Document excerpt:
--------

Tutorial: Distributed Training with Horovod Runner and TensorFlow (deprecated)
Horovod is a distributed training framework for libraries like TensorFlow and PyTorch. With Horovod, users can scale up an existing training script to run on hundreds of GPUs in just a few lines of code.
Within Azure Synapse Analytics, users can quickly get started with Horovod using the default Apache Spark 3 runtime. For Spark ML pipeline applications using TensorFlow, users can use HorovodRunner
. This notebook uses an Apache Spark dataframe to perform distributed training of a distributed neural network (DNN) model on MNIST dataset. This tutorial uses TensorFlow and the HorovodRunner
to run the training process.
Prerequisites
- Azure Synapse Analytics workspace with an Azure Data Lake Storage Gen2 storage account configured as the default storage. You need to be the Storage Blob Data Contributor of the Data Lake Storage Gen2 file system that you work with.
- Create a GPU-enabled Apache Spark pool in your Azure Synapse Analytics workspace. For details, see Create a GPU-enabled Apache Spark pool in Azure Synapse. For this tutorial, we suggest using the GPU-Large cluster size with 3 nodes.

--------

Recorded data:
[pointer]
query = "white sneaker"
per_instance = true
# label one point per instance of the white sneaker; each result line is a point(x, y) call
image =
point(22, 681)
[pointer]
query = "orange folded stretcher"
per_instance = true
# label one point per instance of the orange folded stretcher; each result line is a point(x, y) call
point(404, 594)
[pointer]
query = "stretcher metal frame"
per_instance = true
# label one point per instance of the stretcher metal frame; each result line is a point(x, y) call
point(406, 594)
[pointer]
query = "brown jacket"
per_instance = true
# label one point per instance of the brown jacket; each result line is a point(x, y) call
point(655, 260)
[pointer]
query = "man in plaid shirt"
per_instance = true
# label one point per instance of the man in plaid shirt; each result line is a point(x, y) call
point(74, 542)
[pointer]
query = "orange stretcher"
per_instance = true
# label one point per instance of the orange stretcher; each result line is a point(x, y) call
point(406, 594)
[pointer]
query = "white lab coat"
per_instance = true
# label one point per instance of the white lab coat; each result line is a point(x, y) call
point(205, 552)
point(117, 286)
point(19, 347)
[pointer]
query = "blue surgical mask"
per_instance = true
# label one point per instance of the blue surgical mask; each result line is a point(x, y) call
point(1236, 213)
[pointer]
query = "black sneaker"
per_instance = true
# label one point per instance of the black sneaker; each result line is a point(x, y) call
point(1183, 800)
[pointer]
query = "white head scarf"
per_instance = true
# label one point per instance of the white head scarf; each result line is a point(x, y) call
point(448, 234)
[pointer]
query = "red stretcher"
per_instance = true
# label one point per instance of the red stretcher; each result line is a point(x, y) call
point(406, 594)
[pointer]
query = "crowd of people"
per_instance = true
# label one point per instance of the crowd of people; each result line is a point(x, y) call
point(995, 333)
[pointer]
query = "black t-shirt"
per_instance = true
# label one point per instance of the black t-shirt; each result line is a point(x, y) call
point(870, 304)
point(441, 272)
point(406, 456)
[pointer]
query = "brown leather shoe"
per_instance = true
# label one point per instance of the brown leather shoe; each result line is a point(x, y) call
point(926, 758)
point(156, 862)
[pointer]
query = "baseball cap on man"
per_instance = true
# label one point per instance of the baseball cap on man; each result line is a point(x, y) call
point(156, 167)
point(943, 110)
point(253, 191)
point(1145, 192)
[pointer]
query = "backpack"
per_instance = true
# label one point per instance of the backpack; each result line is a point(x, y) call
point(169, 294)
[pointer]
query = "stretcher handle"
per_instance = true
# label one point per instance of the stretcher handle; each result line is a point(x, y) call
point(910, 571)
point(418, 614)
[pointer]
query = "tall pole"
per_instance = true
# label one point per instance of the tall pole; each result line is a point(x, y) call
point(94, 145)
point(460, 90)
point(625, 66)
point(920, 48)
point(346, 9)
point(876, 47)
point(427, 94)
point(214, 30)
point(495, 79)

--------

Requests:
#1 Reproduce the Horovod tutorial word for word between "Within Azure Synapse" and "you work with.", inclusive.
#2 In the Horovod tutorial, shorten the paragraph beginning "Horovod is a distributed training framework" while keeping its main facts.
#3 Extend the Horovod tutorial past its last line.

Answer list:
#1
Within Azure Synapse Analytics, users can quickly get started with Horovod using the default Apache Spark 3 runtime. For Spark ML pipeline applications using TensorFlow, users can use HorovodRunner
. This notebook uses an Apache Spark dataframe to perform distributed training of a distributed neural network (DNN) model on MNIST dataset. This tutorial uses TensorFlow and the HorovodRunner
to run the training process.
Prerequisites
- Azure Synapse Analytics workspace with an Azure Data Lake Storage Gen2 storage account configured as the default storage. You need to be the Storage Blob Data Contributor of the Data Lake Storage Gen2 file system that you work with.

#2 Horovod is a framework for distributed training with libraries such as TensorFlow and PyTorch. It lets users scale an existing training script to hundreds of GPUs with only a few lines of code.

#3
Note
The Preview for Azure Synapse GPU-enabled pools has now been deprecated.
Caution
Deprecation and disablement notification for GPUs on the Azure Synapse Runtime for Apache Spark 3.1 and 3.2
- The GPU accelerated preview is now deprecated on the Apache Spark 3.2 (deprecated) runtime. Deprecated runtimes will not have bug and feature fixes. This runtime and the corresponding GPU accelerated preview on Spark 3.2 has been retired and disabled as of July 8, 2024.
- The GPU accelerated preview is now deprecated on the Azure Synapse 3.1 (deprecated) runtime. Azure Synapse Runtime for Apache Spark 3.1 has reached its end of support as of January 26, 2023, with official support discontinued effective January 26, 2024, and no further addressing of support tickets, bug fixes, or security updates beyond this date.
Configure the Apache Spark session
At the start of the session, we need to configure a few Apache Spark settings. In most cases, we only need to set the numExecutors
and spark.rapids.memory.gpu.reserve
. For very large models, users may also need to configure the spark.kryoserializer.buffer.max
setting. For TensorFlow models, users need to set the spark.executorEnv.TF_FORCE_GPU_ALLOW_GROWTH
to be true.
In the example, you can see how the Spark configurations can be passed with the %%configure
command. The detailed meaning of each parameter is explained in the Apache Spark configuration documentation. The values provided are the suggested, best practice values for Azure Synapse GPU-large pools.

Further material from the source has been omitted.